(A block of data)
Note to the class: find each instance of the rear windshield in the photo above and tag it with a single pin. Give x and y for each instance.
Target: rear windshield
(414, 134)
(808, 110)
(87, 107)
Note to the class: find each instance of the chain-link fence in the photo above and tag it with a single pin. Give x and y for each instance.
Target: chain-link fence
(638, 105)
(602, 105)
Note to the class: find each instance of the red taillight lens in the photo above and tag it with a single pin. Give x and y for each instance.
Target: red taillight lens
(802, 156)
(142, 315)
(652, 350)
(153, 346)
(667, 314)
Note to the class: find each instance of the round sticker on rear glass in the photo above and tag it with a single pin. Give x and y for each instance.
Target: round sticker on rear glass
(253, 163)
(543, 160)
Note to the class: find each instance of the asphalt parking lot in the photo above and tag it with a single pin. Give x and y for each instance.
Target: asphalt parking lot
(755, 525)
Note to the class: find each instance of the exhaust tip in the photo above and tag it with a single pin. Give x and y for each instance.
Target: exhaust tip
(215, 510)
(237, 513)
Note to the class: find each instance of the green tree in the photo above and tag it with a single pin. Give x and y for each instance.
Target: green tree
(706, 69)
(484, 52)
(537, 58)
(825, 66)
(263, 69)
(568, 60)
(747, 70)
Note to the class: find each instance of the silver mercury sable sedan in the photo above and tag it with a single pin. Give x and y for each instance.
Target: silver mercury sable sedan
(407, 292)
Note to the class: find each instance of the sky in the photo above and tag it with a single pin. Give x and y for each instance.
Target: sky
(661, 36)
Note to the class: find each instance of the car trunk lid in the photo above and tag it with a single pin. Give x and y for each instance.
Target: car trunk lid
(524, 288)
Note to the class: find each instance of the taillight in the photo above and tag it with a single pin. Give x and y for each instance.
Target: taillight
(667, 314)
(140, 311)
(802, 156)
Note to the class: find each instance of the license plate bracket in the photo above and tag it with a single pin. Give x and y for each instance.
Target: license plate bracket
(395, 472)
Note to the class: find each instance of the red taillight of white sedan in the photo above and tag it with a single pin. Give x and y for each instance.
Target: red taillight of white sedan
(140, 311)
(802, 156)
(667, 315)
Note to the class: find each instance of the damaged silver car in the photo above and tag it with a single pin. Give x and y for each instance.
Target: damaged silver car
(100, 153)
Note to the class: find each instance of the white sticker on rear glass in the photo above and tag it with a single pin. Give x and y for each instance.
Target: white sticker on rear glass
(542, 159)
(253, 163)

## Problem description
Copy out word for word everything in the entries above, from the line containing "Note to the class: find each instance of the taillight" down to the end of the entries, with both ends included.

## Exercise result
Note to the class: find each instance of the taillight in the photo above and tag it with a single pin. Give x and y for each instance.
Target: taillight
(667, 314)
(140, 311)
(802, 156)
Note to the class: find each instance of the license plate bracket in the photo above and tag it with a single pin. Give x and y for each instance.
Target: license plate bracket
(395, 472)
Note to the class: find each instance of the red taillight of white sedan in the photo above and tag it with a single pin. Give x and y for each instance.
Target: red taillight of white sedan
(140, 311)
(802, 156)
(667, 315)
Note to the class: find each instance of the damaged silver car in the photo above and tag it with a single pin. Give x and y for each instance.
Target: damaged silver car
(100, 153)
Note to the class: find each instance of the white sticker on rear glass in the photo above and tag it with a single pin. Give x and y for each instance.
Target: white sticker on rear glass
(542, 159)
(253, 163)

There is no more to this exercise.